Requirement >> Rewrite the data as a numbered list, from its start up to and including the line with "positive clicks: (376, 104)", leaving out blank lines and any pictures.

Top of Records provided

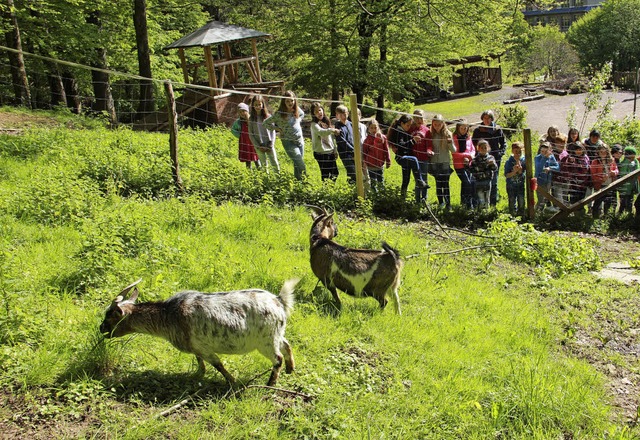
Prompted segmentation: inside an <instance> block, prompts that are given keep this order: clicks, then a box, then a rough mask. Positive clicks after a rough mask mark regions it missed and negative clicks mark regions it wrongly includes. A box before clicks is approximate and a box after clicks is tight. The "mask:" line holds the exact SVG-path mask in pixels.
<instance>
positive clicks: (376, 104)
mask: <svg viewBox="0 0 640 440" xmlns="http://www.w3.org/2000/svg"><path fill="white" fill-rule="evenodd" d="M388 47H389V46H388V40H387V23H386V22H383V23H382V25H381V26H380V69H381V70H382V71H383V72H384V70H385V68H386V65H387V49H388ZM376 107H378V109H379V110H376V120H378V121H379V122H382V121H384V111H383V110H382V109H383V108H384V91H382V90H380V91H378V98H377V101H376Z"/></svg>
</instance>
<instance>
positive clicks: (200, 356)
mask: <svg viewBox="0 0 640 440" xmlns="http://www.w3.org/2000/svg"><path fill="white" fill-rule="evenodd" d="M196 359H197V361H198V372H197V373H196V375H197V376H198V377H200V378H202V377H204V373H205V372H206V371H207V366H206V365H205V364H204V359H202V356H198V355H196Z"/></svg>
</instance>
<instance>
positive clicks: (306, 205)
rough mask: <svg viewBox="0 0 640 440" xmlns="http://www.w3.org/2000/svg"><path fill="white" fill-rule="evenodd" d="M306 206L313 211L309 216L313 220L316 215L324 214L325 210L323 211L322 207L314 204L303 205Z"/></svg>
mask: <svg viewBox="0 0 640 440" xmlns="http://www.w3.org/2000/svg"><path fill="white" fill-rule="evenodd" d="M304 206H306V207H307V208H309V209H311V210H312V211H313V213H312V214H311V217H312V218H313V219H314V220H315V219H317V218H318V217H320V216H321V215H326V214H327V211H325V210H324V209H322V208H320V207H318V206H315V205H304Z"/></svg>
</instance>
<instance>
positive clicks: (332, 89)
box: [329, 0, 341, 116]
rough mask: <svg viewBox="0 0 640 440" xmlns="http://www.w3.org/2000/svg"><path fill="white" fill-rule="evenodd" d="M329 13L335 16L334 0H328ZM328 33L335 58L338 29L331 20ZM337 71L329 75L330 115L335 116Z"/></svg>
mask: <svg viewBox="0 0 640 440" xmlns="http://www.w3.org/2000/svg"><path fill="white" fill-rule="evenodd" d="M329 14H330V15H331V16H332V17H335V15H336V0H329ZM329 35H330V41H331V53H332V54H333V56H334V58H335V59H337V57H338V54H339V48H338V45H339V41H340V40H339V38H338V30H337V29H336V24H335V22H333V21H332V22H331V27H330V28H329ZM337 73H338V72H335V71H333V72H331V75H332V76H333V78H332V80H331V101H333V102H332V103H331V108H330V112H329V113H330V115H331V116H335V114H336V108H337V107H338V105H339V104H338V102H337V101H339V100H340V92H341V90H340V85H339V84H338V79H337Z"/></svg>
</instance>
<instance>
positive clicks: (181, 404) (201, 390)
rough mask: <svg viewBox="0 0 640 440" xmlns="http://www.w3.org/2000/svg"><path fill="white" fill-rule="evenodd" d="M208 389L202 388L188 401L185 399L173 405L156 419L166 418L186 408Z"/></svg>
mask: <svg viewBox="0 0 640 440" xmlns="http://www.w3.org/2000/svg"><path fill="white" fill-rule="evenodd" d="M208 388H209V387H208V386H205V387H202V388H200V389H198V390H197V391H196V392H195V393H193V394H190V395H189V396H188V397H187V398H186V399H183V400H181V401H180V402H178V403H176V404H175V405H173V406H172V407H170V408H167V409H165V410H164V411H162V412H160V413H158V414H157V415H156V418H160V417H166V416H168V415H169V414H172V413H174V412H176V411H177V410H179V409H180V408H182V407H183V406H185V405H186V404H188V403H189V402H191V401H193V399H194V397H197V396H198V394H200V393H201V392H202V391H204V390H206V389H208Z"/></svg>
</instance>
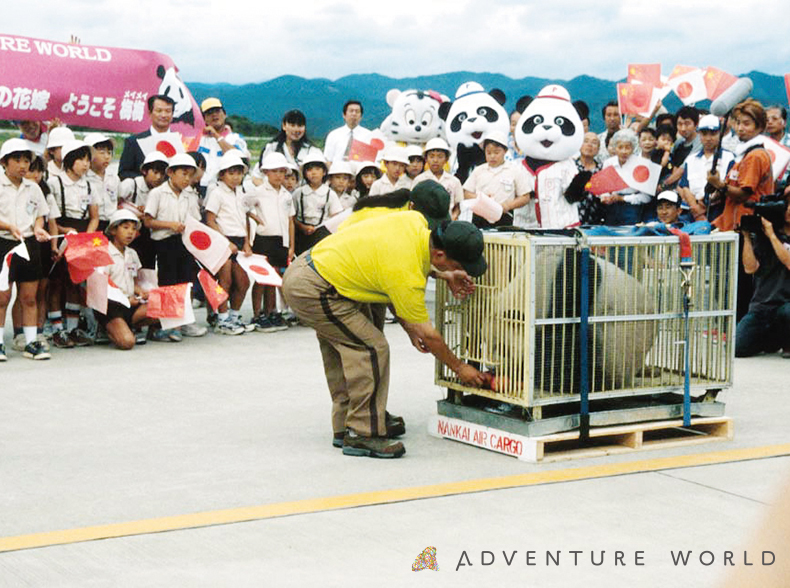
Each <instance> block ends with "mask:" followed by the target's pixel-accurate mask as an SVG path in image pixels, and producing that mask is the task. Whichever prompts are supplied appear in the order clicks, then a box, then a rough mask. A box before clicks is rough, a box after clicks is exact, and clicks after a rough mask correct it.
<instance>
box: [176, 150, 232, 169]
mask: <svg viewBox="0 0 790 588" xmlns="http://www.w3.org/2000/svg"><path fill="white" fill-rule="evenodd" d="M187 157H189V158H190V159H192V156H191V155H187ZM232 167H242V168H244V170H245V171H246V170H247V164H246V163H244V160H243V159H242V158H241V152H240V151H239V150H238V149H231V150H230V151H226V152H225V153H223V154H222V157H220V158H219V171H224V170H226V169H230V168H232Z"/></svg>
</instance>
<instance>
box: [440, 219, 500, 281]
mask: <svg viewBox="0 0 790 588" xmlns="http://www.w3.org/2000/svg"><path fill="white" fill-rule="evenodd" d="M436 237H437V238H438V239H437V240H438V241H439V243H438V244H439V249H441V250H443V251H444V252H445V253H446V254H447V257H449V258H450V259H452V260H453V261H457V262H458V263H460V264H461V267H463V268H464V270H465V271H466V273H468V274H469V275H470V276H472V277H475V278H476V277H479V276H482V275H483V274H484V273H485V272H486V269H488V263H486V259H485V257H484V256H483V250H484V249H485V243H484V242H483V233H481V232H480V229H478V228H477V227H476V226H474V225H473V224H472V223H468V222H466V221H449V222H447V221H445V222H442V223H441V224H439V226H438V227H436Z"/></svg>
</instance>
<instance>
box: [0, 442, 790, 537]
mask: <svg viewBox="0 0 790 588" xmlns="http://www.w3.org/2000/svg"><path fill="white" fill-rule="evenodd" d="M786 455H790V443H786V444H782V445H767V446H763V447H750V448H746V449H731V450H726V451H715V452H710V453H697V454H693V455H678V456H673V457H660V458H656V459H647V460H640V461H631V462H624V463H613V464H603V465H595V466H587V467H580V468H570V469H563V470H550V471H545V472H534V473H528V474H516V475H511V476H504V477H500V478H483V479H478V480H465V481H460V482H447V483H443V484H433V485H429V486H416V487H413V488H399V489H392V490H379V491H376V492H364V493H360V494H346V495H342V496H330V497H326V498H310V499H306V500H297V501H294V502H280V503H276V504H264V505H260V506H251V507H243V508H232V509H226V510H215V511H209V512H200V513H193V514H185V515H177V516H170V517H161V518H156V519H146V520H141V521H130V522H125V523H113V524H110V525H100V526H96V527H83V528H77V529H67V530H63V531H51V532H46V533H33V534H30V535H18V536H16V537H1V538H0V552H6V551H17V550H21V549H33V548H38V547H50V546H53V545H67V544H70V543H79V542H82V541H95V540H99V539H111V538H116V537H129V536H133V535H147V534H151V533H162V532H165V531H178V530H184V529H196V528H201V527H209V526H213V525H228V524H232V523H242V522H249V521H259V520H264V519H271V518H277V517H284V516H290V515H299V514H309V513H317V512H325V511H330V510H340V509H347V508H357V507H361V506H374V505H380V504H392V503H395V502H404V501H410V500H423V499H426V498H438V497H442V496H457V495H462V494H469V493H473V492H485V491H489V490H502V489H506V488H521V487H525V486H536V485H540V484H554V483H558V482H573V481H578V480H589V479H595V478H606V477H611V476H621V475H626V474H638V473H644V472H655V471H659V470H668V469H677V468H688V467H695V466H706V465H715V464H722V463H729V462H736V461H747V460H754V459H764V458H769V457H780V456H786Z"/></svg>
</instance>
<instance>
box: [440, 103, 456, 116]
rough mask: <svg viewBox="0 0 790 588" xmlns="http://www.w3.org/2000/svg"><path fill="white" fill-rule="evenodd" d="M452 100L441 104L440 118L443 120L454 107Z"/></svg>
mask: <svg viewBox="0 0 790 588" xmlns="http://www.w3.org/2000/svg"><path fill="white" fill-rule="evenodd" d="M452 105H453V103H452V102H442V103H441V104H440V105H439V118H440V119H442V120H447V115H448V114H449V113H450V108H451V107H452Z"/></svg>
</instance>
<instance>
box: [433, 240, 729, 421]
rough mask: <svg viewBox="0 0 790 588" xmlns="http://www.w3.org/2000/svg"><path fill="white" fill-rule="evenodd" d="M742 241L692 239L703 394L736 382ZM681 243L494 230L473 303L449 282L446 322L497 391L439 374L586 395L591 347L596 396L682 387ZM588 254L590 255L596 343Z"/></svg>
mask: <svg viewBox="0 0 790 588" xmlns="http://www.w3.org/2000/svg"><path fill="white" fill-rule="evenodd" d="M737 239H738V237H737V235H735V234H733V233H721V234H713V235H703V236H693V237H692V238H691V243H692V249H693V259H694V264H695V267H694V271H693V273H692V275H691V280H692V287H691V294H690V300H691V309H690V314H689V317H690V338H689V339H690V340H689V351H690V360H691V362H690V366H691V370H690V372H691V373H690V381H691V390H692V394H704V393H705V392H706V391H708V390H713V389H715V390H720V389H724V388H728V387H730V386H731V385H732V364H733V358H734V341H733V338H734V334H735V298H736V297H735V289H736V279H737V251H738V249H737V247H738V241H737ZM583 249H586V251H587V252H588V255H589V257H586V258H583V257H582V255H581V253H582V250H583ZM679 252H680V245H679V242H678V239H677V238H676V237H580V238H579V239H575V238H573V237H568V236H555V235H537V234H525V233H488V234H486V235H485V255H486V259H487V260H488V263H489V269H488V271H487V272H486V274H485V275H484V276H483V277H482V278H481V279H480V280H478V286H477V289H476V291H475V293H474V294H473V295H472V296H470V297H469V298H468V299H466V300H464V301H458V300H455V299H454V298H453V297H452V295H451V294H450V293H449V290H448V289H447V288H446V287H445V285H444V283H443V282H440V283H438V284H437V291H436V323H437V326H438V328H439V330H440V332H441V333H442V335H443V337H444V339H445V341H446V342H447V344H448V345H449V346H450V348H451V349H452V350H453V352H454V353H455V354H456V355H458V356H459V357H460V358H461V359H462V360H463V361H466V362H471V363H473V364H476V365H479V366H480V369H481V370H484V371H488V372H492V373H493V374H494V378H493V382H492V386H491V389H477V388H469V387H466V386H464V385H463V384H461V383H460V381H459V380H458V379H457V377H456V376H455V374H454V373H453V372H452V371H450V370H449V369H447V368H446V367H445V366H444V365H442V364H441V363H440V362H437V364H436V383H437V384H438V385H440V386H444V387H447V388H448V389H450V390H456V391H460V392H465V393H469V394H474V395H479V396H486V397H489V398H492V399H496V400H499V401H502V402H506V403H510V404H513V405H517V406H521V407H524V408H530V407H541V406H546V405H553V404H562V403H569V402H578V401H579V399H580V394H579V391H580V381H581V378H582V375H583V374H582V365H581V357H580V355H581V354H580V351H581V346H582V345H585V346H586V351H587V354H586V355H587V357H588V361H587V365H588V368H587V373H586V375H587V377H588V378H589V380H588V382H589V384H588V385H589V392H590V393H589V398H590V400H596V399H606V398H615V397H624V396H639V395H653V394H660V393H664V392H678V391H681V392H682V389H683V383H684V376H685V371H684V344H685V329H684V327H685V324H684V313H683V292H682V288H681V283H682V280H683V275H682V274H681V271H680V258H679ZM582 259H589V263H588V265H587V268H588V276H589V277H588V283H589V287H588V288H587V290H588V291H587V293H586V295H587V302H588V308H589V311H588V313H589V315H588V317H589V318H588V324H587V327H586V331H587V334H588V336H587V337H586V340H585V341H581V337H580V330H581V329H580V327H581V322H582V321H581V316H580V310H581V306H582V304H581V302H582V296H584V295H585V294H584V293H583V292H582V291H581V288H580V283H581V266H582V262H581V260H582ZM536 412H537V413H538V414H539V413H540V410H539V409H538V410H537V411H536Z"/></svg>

Bottom of Records provided

Exercise output >>
1. Prompted segmentation: inside an <instance> block, prompts that are given keep this order: clicks, then a box, then a rough mask. Positive clicks after a rough mask mark regions it missed and negative clicks mark regions it wrongly includes. A box before clicks is approximate and a box after clicks is tight. The "mask:" line holds the exact SVG-path mask in pixels.
2. <instance>
3. positive clicks: (376, 104)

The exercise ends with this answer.